→ **DIRECTIONS**:
Can you output the material exactly as written, minus any pictures it holds?

→ **SUPPLIED MATERIAL**:
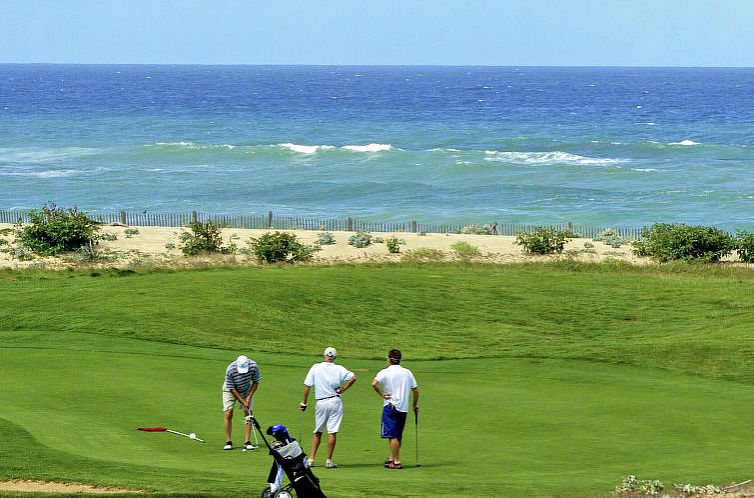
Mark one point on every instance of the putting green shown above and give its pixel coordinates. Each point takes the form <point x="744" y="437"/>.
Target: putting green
<point x="70" y="404"/>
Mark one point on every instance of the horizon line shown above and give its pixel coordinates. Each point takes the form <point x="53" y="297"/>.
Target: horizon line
<point x="212" y="64"/>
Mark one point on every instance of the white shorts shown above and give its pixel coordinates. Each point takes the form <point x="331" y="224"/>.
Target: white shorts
<point x="328" y="414"/>
<point x="229" y="401"/>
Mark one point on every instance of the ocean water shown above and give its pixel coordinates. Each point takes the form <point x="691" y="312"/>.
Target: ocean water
<point x="592" y="146"/>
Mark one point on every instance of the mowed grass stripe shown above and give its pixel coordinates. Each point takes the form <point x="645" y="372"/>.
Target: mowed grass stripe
<point x="540" y="403"/>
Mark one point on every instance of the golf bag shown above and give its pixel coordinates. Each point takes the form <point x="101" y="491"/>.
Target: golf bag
<point x="288" y="459"/>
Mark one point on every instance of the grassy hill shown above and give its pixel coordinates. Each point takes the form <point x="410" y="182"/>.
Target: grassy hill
<point x="536" y="379"/>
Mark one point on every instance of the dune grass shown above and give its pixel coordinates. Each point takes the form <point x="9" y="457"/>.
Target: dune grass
<point x="536" y="380"/>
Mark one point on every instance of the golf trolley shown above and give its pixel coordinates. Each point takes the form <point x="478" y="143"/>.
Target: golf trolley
<point x="289" y="459"/>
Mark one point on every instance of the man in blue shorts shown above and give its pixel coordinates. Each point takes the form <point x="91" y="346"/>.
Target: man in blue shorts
<point x="395" y="384"/>
<point x="241" y="382"/>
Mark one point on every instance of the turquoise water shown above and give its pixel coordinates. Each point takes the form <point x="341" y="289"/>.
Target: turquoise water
<point x="592" y="146"/>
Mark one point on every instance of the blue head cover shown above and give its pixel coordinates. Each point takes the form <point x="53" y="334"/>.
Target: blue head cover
<point x="279" y="432"/>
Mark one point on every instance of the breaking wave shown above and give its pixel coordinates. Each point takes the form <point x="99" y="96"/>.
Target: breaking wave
<point x="544" y="158"/>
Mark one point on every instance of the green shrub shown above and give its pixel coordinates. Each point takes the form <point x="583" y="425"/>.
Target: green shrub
<point x="465" y="250"/>
<point x="360" y="239"/>
<point x="281" y="247"/>
<point x="669" y="242"/>
<point x="488" y="229"/>
<point x="611" y="237"/>
<point x="745" y="246"/>
<point x="204" y="238"/>
<point x="394" y="244"/>
<point x="543" y="240"/>
<point x="53" y="230"/>
<point x="422" y="254"/>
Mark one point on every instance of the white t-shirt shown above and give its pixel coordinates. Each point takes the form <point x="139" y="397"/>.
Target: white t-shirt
<point x="325" y="377"/>
<point x="399" y="382"/>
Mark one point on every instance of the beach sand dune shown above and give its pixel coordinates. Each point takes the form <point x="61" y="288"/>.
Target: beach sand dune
<point x="160" y="246"/>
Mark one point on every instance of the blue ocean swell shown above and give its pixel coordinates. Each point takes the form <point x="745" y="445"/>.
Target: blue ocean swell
<point x="534" y="145"/>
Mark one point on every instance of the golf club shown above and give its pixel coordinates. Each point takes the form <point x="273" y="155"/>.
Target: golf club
<point x="165" y="429"/>
<point x="249" y="420"/>
<point x="302" y="419"/>
<point x="416" y="439"/>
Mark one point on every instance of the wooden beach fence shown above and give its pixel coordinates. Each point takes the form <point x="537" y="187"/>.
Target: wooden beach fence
<point x="272" y="221"/>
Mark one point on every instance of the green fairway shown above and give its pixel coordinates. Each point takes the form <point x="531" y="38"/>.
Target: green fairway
<point x="536" y="380"/>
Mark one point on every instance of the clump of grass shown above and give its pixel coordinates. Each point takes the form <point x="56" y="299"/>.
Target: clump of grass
<point x="394" y="244"/>
<point x="465" y="250"/>
<point x="325" y="238"/>
<point x="423" y="254"/>
<point x="360" y="239"/>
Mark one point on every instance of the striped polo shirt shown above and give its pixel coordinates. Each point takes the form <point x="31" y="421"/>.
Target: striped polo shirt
<point x="241" y="382"/>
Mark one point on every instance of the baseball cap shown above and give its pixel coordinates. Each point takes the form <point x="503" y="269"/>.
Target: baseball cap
<point x="243" y="364"/>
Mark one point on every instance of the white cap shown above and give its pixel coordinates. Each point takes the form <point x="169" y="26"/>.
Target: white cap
<point x="243" y="364"/>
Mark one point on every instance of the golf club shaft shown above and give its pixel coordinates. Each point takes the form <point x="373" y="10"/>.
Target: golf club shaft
<point x="416" y="425"/>
<point x="184" y="434"/>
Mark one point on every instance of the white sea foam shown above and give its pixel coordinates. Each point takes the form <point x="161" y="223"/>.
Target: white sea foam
<point x="53" y="173"/>
<point x="685" y="142"/>
<point x="369" y="148"/>
<point x="41" y="155"/>
<point x="544" y="158"/>
<point x="191" y="145"/>
<point x="306" y="149"/>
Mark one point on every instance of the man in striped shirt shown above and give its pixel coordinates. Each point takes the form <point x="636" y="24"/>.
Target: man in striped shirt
<point x="241" y="382"/>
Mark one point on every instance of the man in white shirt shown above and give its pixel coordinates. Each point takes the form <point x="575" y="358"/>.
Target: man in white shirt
<point x="395" y="385"/>
<point x="330" y="381"/>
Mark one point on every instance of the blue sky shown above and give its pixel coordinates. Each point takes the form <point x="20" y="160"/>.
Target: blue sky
<point x="444" y="32"/>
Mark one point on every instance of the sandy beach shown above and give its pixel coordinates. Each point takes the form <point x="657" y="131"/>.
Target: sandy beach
<point x="160" y="246"/>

→ **FINAL ANSWER**:
Mark one point on every instance of the putting green shown above and give its pixel coordinates. Each point takes the form <point x="744" y="437"/>.
Target: putting green
<point x="70" y="404"/>
Mark one point on every instance of the horizon line shown above and give its pixel coordinates. Each point takes the form <point x="53" y="297"/>.
Target: horizon line
<point x="212" y="64"/>
Mark one point on every instance of the white shorts shown above and give its pixel coordinates. Each point takes the form <point x="331" y="224"/>.
Target: white shorts
<point x="328" y="414"/>
<point x="229" y="401"/>
Mark one point on every instance of the ocean water shown above and give its pixel coordinates. Each point takes the form <point x="691" y="312"/>.
Target: ocean water
<point x="592" y="146"/>
Mark one point on every instance of the mowed grass stripe shown above and give its pixel coordinates. Each point takes the form <point x="645" y="372"/>.
Target: mowed grass stripe
<point x="540" y="403"/>
Mark one point on every instance of the golf bag shown above and give its pixel coordinates. Each point takes the form <point x="101" y="491"/>.
Target: golf bag
<point x="288" y="459"/>
Mark one point on every instance of the grassy hill shown above and give its pixel coordinates. Each point takes the form <point x="410" y="182"/>.
Target: grassy hill
<point x="536" y="379"/>
Mark one point on every instance of the dune grass shown above and give its pixel coordinates. Each point takes the form <point x="9" y="457"/>.
Target: dune grass
<point x="536" y="380"/>
Mark one point on every instance of the golf trolley shown above and give its pixel coordinates. Each point takes the form <point x="478" y="143"/>.
Target: golf trolley
<point x="289" y="459"/>
Mark one point on every instance of the man in blue shorts shown above and give its pixel coordinates. Each point takes the form <point x="91" y="346"/>.
Target: man in blue shorts
<point x="395" y="384"/>
<point x="241" y="382"/>
Mark one point on every instance of the turquoise water shown above and give its pixel coordinates. Each point takes the form <point x="341" y="289"/>.
Target: turquoise water
<point x="592" y="146"/>
Mark one point on every instance of the blue head cover shown above and give its pixel coordinates. Each point takes the form <point x="53" y="334"/>.
Target: blue head cover
<point x="279" y="432"/>
Mark one point on every instance of the breaking wave shown above and give its pixel coordinates. Each point takes the form <point x="99" y="96"/>.
Target: breaking wave
<point x="544" y="158"/>
Mark one point on every instance of the green shrub shown above and give its pixel coordinates. Each point takes the form <point x="583" y="425"/>.
Target: green shrub
<point x="465" y="250"/>
<point x="360" y="239"/>
<point x="281" y="247"/>
<point x="669" y="242"/>
<point x="488" y="229"/>
<point x="611" y="237"/>
<point x="745" y="246"/>
<point x="204" y="238"/>
<point x="394" y="244"/>
<point x="543" y="240"/>
<point x="53" y="230"/>
<point x="422" y="254"/>
Mark one point on every instance of the white t-shirt shown above and give its pixel coordinates. Each point takes the form <point x="139" y="397"/>.
Target: white t-shirt
<point x="325" y="377"/>
<point x="399" y="382"/>
Mark one point on every instance of the beach sand dune shown above and give its pixel coordinates. Each point takes the form <point x="61" y="288"/>.
Target: beach sand dune
<point x="160" y="246"/>
Mark one point on every instance of the blue ocean swell shown above and give its pixel coordinates. Each point takes the form <point x="745" y="445"/>.
Target: blue ocean swell
<point x="534" y="145"/>
Mark one point on every instance of the golf club shown above and give its pixel coordinates. Each point takes the form <point x="273" y="155"/>.
Target: golf club
<point x="165" y="429"/>
<point x="249" y="420"/>
<point x="302" y="419"/>
<point x="416" y="439"/>
Mark one point on every instance of the wooden beach fence shown above and give its pixel coordinates. Each point takes the form <point x="537" y="187"/>.
Target: wooden beach fence
<point x="272" y="221"/>
Mark one point on every instance of the green fairway shown above and give its pixel coordinates. Each point takes the form <point x="531" y="38"/>.
Target: green fairway
<point x="536" y="380"/>
Mark one point on every instance of the clump of grass shown above and give its pixel coordinates. Each point takes the form <point x="56" y="299"/>.
Target: clump of grass
<point x="394" y="244"/>
<point x="465" y="250"/>
<point x="325" y="238"/>
<point x="423" y="254"/>
<point x="360" y="239"/>
Mark one point on every instance of the striped polo shirt shown above and give its pixel coordinates. Each point takes the form <point x="31" y="421"/>.
Target: striped polo shirt
<point x="241" y="382"/>
Mark one point on every instance of the baseball cap shown above and give its pixel coordinates. Each point takes the form <point x="503" y="269"/>.
Target: baseball cap
<point x="243" y="364"/>
Mark one point on every instance of the white cap shown above and give its pixel coordinates. Each point takes the form <point x="169" y="26"/>.
Target: white cap
<point x="243" y="364"/>
Mark one point on every instance of the golf club shaft shown above and give its pixel coordinates. Each point takes the form <point x="373" y="10"/>.
Target: golf club shaft
<point x="416" y="425"/>
<point x="184" y="434"/>
Mark one point on every instance of the white sea foam shown above and give its pixel coordinates. Each point takes the form <point x="161" y="223"/>.
Target: white sea foam
<point x="53" y="173"/>
<point x="685" y="142"/>
<point x="369" y="148"/>
<point x="41" y="155"/>
<point x="544" y="158"/>
<point x="191" y="145"/>
<point x="306" y="149"/>
Mark one point on every instance of the man in striped shirt shown above and give its pixel coordinates. Each point takes the form <point x="636" y="24"/>.
Target: man in striped shirt
<point x="241" y="382"/>
Mark one point on every instance of the man in white shirt shown above and give its pixel coordinates. Each point takes the form <point x="575" y="358"/>.
Target: man in white shirt
<point x="395" y="385"/>
<point x="330" y="381"/>
Mark one point on every instance of the blue sky shown above and give its pixel coordinates. Each point takes the form <point x="20" y="160"/>.
Target: blue sky
<point x="444" y="32"/>
Mark one point on every instance of the sandy beach shown above and give its pixel coordinates. Each point takes the form <point x="657" y="131"/>.
Target: sandy beach
<point x="160" y="246"/>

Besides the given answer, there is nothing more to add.